#### [Testo di lettura]
- - - - -

Gli Usa tengono aperta l'opzione militare nella crisi iraniana. Dalla STAMPA di mercoledì 19 aprile la cronaca di Maurizio Molinari:

Guerra di parole sull’Iran: Ahmadinejad avverte che «saranno tagliate le mani agli aggressori», Bush risponde che «tutte le opzioni sono sul tavolo» mentre a Mosca le grandi potenze si sono consultate sull’ipotesi delle sanzioni senza raggiungere un accordo. Il confronto a distanza fra i presidenti di Iran e Stati Uniti ruota attorno ai colloqui di Mosca, dove il ministro degli Esteri Sergei Lavrov ha accolto gli inviati degli altri membri permanenti del Consiglio di Sicurezza dell’Onu (Stati Uniti, Gran Bretagna, Francia e Cina) più la Germania per decidere come procedere al Palazzo di Vetro quando il 28 aprile sarà superato il termine dato a Teheran per interrompere un arricchimento dell’uranio che invece continua a pieno ritmo.
È la prima volta che i negoziati delle sei grandi potenze si svolgono a Mosca e il Cremlino ha dato inizio ai colloqui con un comunicato del portavoce Mikhail Kamynin nel quale si ribadiva l’opposizione alle sanzioni. Anche Pechino è su questa posizione mentre Usa e alleati europei puntano proprio ad approvare un regime sanzionatorio che - secondo indiscrezioni trapelate dal Palazzo di Vetro - congeli i beni iraniani e impedisca ai leader di recarsi all’estero.
Pur accomunate dal patto di Londra - siglato in febbraio - favorevole al blocco dell’arricchimento dell’uranio in Iran le sei potenze restano divise sulle sanzioni, come hanno dimostrato proprio i colloqui di Mosca terminati in serata senza l’annuncio di un accordo, ma con la dichiarazione del sottosegretario americano Nicholas Burns sul fatto che «l’ipotesi delle sanzioni è stata affrontata».
La partita diplomatica si gioca però su più tavoli: domani il presidente cinese Hu Jintao vedrà George W. Bush alla Casa Bianca, sabato un inviato di Teheran sbarca a Tokyo e già da qualche giorno l’economista iraniano Mohammad Nahavandian, impegnato come consulente nei negoziati sul nucleare, è in visita a Washington dopo aver ricevuto l’invito per una imprecisata «conferenza» della quale il Dipartimento di Stato ha detto di non sapere nulla. Non è chiaro chi e perché abbia invitato Nahvandian a Washington ma è noto che da due settimane alcuni leader repubblicani del Congresso premono sulla Casa Bianca per avviare un negoziato diretto con Teheran sulla corsa all’atomo.

- - - - -

#### [Compiti assegnati]
(a) Riporti parola per parola il passo del testo sulla crisi iraniana compreso tra "La partita diplomatica" e "sulla corsa all’atomo.", estremi inclusi.
(b) Individui e trascriva ogni riga dei dati che contiene la stringa "grass", distinguendo tra maiuscole e minuscole.
Le righe di dati non hanno alcuna attinenza con il testo sulla crisi iraniana.

#### [Dati estratti]
- - - - -

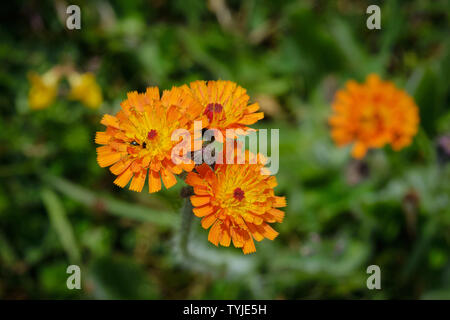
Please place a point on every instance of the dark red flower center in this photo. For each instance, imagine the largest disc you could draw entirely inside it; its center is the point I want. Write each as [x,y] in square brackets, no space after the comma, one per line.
[211,109]
[238,194]
[151,134]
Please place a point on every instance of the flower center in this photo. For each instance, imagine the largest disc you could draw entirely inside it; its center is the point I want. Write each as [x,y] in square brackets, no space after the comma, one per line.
[238,194]
[151,134]
[212,108]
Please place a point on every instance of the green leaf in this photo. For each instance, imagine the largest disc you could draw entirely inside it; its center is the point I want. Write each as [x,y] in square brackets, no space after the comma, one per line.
[115,207]
[61,224]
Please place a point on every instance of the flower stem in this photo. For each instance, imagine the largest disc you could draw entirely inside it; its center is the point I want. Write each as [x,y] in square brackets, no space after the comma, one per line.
[185,230]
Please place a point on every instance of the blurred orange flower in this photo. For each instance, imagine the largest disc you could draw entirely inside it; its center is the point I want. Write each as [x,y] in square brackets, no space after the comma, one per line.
[373,114]
[137,139]
[237,202]
[224,104]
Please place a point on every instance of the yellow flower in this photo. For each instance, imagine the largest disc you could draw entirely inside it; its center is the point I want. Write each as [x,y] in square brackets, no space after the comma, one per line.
[138,140]
[372,115]
[43,89]
[237,202]
[84,88]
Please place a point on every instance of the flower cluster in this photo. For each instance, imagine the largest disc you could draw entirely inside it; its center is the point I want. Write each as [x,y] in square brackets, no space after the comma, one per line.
[373,114]
[44,88]
[236,201]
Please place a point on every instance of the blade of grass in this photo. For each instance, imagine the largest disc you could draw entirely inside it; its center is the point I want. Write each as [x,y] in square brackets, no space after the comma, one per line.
[61,224]
[115,207]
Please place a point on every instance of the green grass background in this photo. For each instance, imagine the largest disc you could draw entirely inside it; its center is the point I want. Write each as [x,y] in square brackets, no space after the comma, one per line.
[58,207]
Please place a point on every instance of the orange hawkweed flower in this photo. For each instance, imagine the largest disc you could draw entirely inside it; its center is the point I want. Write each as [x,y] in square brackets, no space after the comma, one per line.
[372,115]
[224,104]
[137,139]
[237,202]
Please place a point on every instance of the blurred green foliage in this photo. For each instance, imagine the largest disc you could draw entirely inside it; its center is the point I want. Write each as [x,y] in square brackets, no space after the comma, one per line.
[57,207]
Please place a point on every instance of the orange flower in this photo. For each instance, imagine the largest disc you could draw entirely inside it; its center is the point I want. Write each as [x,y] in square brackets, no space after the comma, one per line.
[373,114]
[224,104]
[237,202]
[138,139]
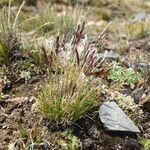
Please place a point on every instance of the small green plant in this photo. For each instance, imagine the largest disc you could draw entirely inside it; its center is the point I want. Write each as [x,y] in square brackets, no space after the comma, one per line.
[66,97]
[125,76]
[68,141]
[145,143]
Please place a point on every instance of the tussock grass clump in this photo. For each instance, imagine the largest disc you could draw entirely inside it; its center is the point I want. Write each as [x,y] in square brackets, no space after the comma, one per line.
[9,34]
[66,97]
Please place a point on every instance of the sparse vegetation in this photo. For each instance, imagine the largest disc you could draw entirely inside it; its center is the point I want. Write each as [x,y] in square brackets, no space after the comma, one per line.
[66,97]
[60,60]
[124,76]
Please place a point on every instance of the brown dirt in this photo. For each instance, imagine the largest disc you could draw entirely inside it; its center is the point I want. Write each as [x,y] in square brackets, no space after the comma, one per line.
[16,113]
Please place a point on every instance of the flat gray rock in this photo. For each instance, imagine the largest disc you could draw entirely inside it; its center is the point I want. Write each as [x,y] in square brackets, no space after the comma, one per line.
[115,119]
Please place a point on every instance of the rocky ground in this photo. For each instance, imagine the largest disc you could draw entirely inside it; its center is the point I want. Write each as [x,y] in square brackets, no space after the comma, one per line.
[120,35]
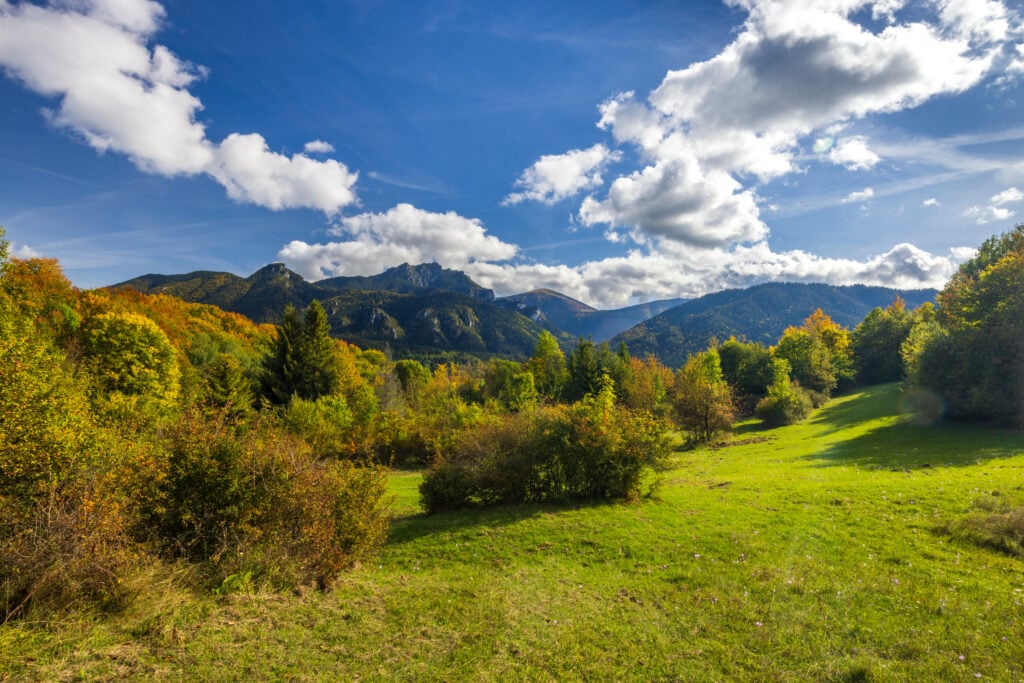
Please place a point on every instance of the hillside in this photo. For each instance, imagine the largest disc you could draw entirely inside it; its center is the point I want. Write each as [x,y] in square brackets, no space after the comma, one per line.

- - - - -

#### [Risposte]
(a)
La partita diplomatica si gioca però su più tavoli: domani il presidente cinese Hu Jintao vedrà George W. Bush alla Casa Bianca, sabato un inviato di Teheran sbarca a Tokyo e già da qualche giorno l’economista iraniano Mohammad Nahavandian, impegnato come consulente nei negoziati sul nucleare, è in visita a Washington dopo aver ricevuto l’invito per una imprecisata «conferenza» della quale il Dipartimento di Stato ha detto di non sapere nulla. Non è chiaro chi e perché abbia invitato Nahvandian a Washington ma è noto che da due settimane alcuni leader repubblicani del Congresso premono sulla Casa Bianca per avviare un negoziato diretto con Teheran sulla corsa all’atomo.

(b)
Please place a point on every instance of the blade of grass in this photo. For each instance, imagine the largest disc you could draw entirely inside it; its center is the point I want. Write each as [x,y] in square brackets, no space after the comma, one per line.
Please place a point on every instance of the green grass background in this photo. For each instance, imagine the largest disc you could draw entirely inside it; its center is the point I want. Write each as [x,y] in square brackets, no space after the comma, one per line.
Please place a point on every instance of the tussock grass clump in this photo. For each instance, imagine the largest disc you could draw entirely inside it; its center is the point I want. Write each as [x,y] in square brackets, no space after the comma, one per line.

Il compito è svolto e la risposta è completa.